Top of PASSAGE
Tuesday, December 8, 2009
My rescue company was on a call with the private ambulance at a convenience store in a near by district. The call was entertaining enough with a drunk patient who could not get their head around how they ended up on the floor. When one of our frequent flyers walks by (without making eye contact). She is well known to ems providers in the neighborhood for shortness of breath calls. She also has a laundry lists of medical problems mostly related to smoking. Today while shopping, she is carrying a medium sized oxygen cylinder (not designed to be a portable) and a oxygen concentrator. She has a nasal cannula in her nose and a nebulizer in her mouth. The neb is completely empty of any albuterol,saline or any other medication. The clincher? She is bying cigarettes! (inner dialogue) So about what time will you be calling for shortness of breath?
Where I work we have a heavy rescue squad that is equipped with all the heavy rescue tools you can think of. Second in line for heavy rescue is our ladder companies. A couple of these units together are capable of some extreme rescues. They were called to the Level 1 trauma center the other day for a man who was being flown in from a nearby town. Apparently this individual thought it was a good idea to use a heavy duty commercial grade bearing race as a cockring. Once the desired affect was achieved it was realized that removal was impossible. I am sure this individual waited a good long time before seeking medical attention. This was possibly occuring since the night before. Small town hospital called for an air ambulance after the small town ER ring cutters didn't make a scratch. Our crews were called to the trauma center after additional failed attempts with manual ring cutters. Hydraulic cutters were not an option, (ouch) so last the FD heard the pt was being prepped for a manual drainage (syringes) procedure that will likely result in scar tissue and varying degrees of dysfunction. Poor bastard.
Bottom of PASSAGE
Top of EXTRACTED INFORMATION
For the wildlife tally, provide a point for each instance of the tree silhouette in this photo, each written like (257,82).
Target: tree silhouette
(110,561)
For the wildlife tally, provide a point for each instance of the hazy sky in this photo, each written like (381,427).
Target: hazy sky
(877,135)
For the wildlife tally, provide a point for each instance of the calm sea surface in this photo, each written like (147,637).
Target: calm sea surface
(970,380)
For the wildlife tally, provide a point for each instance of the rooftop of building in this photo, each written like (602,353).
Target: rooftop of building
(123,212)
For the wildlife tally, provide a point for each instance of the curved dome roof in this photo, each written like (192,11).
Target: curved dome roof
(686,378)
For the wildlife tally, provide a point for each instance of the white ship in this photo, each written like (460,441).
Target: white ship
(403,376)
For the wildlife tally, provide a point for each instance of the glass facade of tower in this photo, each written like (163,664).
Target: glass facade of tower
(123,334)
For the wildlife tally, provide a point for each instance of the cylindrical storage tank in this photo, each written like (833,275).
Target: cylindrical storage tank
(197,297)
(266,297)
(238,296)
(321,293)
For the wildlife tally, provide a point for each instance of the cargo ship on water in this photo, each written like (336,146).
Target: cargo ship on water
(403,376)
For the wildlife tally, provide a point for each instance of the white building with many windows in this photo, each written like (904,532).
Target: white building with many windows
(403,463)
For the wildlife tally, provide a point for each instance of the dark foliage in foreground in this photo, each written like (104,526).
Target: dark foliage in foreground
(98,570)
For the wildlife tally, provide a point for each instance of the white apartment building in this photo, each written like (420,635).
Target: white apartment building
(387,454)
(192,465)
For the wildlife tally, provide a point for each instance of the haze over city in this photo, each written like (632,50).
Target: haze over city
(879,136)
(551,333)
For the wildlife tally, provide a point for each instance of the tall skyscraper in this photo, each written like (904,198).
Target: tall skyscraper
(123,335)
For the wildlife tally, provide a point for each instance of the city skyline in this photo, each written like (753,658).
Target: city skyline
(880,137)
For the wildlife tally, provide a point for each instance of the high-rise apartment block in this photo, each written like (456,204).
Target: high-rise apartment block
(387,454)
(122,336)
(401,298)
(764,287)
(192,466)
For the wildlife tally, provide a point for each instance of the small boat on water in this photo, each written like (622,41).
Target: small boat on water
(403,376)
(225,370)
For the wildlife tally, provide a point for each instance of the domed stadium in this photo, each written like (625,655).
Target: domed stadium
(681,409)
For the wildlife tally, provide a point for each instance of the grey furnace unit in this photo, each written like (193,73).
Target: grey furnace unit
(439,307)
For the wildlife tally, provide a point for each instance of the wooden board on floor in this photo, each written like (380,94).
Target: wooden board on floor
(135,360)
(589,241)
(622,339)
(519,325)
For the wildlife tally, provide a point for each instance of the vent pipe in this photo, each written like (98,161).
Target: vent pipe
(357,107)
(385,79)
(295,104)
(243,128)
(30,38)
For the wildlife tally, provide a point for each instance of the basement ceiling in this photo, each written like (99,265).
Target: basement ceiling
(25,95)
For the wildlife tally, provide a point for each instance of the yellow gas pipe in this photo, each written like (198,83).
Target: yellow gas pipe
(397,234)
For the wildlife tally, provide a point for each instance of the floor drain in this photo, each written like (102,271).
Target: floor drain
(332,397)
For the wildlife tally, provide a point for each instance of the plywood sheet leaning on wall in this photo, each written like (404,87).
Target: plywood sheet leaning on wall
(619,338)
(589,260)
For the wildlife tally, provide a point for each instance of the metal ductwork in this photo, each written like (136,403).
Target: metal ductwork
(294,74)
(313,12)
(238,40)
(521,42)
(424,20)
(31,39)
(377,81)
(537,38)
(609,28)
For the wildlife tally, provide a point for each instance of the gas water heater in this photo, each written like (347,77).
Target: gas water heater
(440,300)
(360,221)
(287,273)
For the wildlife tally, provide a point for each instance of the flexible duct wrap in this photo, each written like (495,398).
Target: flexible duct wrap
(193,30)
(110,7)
Bottom of EXTRACTED INFORMATION
◆ **TASKS TO PERFORM**:
(a) In the blog post, what is the frequent flyer buying at the convenience store?
(b) What equipment does the frequent flyer have with her while shopping, according to the blog post? List every item.
(c) Swap "convenience store" for "grocery store" in the blog post, then give the part between "Tuesday, December 8, 2009" and "shortness of breath?", inclusive.

◆ **ANSWERS GIVEN**:
(a) Cigarettes.

(b) A medium sized oxygen cylinder, an oxygen concentrator, a nasal cannula, and a nebulizer.

(c)
Tuesday, December 8, 2009
My rescue company was on a call with the private ambulance at a grocery store in a near by district. The call was entertaining enough with a drunk patient who could not get their head around how they ended up on the floor. When one of our frequent flyers walks by (without making eye contact). She is well known to ems providers in the neighborhood for shortness of breath calls. She also has a laundry lists of medical problems mostly related to smoking. Today while shopping, she is carrying a medium sized oxygen cylinder (not designed to be a portable) and a oxygen concentrator. She has a nasal cannula in her nose and a nebulizer in her mouth. The neb is completely empty of any albuterol,saline or any other medication. The clincher? She is bying cigarettes! (inner dialogue) So about what time will you be calling for shortness of breath?